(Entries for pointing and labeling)
^^^^^^^^^^^^^^^^

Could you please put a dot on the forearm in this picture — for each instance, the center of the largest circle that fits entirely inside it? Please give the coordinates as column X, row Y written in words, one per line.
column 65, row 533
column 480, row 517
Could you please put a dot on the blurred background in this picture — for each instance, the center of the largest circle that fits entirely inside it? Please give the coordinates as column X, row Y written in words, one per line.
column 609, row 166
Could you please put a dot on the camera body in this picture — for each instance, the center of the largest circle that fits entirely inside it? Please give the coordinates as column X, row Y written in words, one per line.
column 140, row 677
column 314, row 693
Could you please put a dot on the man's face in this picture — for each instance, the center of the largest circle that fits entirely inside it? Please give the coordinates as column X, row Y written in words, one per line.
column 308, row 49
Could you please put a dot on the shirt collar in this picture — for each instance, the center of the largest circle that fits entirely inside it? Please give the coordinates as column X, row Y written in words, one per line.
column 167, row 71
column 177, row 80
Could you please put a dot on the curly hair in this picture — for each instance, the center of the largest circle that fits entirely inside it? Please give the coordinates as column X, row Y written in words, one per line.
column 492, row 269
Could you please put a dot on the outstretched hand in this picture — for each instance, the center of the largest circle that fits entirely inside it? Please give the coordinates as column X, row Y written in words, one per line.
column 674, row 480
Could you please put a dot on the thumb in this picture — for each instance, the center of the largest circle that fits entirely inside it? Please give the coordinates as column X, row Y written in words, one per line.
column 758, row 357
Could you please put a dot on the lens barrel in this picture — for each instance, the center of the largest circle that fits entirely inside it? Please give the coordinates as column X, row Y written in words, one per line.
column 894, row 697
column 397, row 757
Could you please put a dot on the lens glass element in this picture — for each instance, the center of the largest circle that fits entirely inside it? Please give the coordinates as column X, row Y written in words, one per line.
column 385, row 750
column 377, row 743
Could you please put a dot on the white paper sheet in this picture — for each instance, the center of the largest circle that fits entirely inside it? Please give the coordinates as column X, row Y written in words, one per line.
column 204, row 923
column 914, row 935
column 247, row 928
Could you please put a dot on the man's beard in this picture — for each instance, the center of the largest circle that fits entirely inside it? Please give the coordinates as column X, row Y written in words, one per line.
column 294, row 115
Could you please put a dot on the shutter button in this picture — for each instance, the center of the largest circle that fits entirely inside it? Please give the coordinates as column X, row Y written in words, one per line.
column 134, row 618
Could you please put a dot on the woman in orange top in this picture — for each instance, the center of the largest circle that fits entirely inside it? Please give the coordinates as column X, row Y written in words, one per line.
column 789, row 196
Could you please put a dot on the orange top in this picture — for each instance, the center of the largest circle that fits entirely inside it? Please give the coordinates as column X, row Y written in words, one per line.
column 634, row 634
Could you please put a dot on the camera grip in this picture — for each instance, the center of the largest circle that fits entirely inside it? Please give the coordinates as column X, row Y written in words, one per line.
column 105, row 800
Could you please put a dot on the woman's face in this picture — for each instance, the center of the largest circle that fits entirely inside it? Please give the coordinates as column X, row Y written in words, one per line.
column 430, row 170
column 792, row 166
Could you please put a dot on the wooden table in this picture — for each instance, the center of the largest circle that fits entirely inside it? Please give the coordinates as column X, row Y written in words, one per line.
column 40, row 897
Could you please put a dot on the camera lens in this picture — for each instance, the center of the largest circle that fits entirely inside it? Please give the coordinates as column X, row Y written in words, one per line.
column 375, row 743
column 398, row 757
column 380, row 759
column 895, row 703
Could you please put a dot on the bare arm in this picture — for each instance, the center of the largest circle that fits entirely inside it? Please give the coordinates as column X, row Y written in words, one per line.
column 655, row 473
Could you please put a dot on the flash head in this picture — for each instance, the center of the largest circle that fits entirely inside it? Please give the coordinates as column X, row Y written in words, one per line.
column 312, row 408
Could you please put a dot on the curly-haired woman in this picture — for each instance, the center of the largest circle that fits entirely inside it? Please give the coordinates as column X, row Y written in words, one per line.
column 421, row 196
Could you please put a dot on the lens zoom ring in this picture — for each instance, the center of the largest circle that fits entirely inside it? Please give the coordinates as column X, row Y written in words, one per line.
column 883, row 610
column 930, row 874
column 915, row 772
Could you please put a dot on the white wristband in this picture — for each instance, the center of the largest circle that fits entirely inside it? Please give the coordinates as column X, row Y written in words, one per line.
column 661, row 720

^^^^^^^^^^^^^^^^

• The task
Retype all of the material above line for line, with no changes.

• Full answer
Could you please put a dot on the forearm in this picture — for each instance, the center of the largest circle that fits entirely inside it? Please give the coordinates as column X, row Y written in words, one per line.
column 65, row 533
column 480, row 517
Could you please put a dot on the blurred background in this picture — for each instance, the center of the largest circle that fits entirely inside it? Please give the coordinates as column X, row Y written in words, one per line.
column 609, row 166
Could you please put a dot on the camera body in this picture — for each instance, the center of the largest circle that fits entirely inside it? Please give the coordinates as column X, row Y written in words, one per line.
column 140, row 677
column 314, row 693
Could you please put a dot on the man's face in this picture — for each instance, the center of the largest circle that fits entirely inside it? Please give the coordinates as column X, row Y written in words, one per line.
column 308, row 49
Could you please put a dot on the shirt collar in this picture — for each instance, the center of the largest circle that fits entirely inside it? Please give the coordinates as column X, row Y written in words, one per line.
column 167, row 71
column 177, row 80
Could you please put a dot on the curly hair in this picture — for each instance, the center of the largest circle that fits entirely inside it? Please give the coordinates as column X, row Y written in words, one per line.
column 492, row 269
Could you please put a dot on the outstretched hand in this picture — for each instance, the center of the largest circle that fits entirely inside it? Please give the coordinates as column X, row Y written in words, one per line.
column 674, row 480
Could you please put a dot on the thumb in this picture — for each instance, the center of the largest circle that fits entirely inside it? Please give the coordinates as column X, row Y written in words, one per line.
column 758, row 357
Could you please put a dot on the lens barrel in this picture — for each instance, the center of the largest circle that fits entirely inside it? Please give the coordinates as column X, row Y written in words, one per line.
column 894, row 697
column 397, row 757
Could you please put a dot on the lens glass element in this picture — for each instance, the center of the largest circle that fits entirely inside it? Please give the coordinates as column X, row Y written in words, one per line.
column 385, row 750
column 377, row 743
Could you please put a dot on the white paper sheet in this picture — for each instance, the center of the largest circle that fits entirely inside it? Please give the coordinates as column X, row Y written in words, one per line.
column 204, row 923
column 914, row 935
column 247, row 928
Could you please put a dot on the man's beard in this picture — for each instance, the center of the largest circle that fits entirely inside it? Please give the coordinates as column X, row Y written in words, one per line.
column 294, row 115
Could you please put a dot on the shutter button in this picture — for each instance, the center of the largest circle that fits entirely inside it? Please give the coordinates as column X, row Y written in words, one per line.
column 134, row 618
Could you please put a dot on the woman in orange top in this picture — for each instance, the center of the largest circle that fits entirely inside it? Please give the coordinates as column X, row Y written in words, one per line.
column 789, row 196
Could you please put a dot on the orange top in this picture — for each instance, the center of the largest circle that fits entirely inside it? Please give the coordinates as column X, row Y written in words, one per line.
column 634, row 634
Could you please put a dot on the camera grip in this picture — for each instance, the center of the largest circle that fits entirely inside it? Please give the coordinates as column X, row Y written in words, one per line.
column 105, row 800
Could you please put a dot on the woman's face in this picture — for each instance, the center of the largest circle that fits entirely inside it? Please give the coordinates as column X, row Y written in words, one per line.
column 430, row 170
column 792, row 166
Could you please put a dot on the wooden table in this picture — for each instance, the center of the largest circle that fits entirely inside it? Please give the coordinates as column X, row Y written in words, one per line.
column 40, row 897
Could you please put a dot on the camera lens in this picture — for each instance, the center of the largest circle that fits entirely inside it? Please give the coordinates as column X, row Y written in words, one per line.
column 375, row 743
column 398, row 757
column 380, row 759
column 895, row 703
Could you please put a dot on the bare arm in this picture — for each instance, the center of the largest circle that fits entirely inside it? Please give the coordinates as column X, row Y written in words, one per line.
column 655, row 473
Could you please put a dot on the flash head in this picture — for each instance, the center of the largest circle that fits entirely inside it? Please give the coordinates as column X, row Y written in words, one per line.
column 312, row 408
Could you please put a dot on the curly-haired woman in this picture — for each instance, the center of the largest circle that fits entirely inside it? Please give the coordinates as column X, row Y written in words, one per line.
column 421, row 196
Could you please put a dot on the lens zoom ring in this picture — for each instance, the center of the largest circle that fits entirely inside it? Please give the coordinates as column X, row Y written in words, one per line.
column 883, row 610
column 930, row 874
column 915, row 772
Could you please put a dot on the white wristband in this picture — for each instance, the center of the largest circle that fits entirely inside it? Please give the coordinates as column X, row Y written in words, one per line.
column 661, row 720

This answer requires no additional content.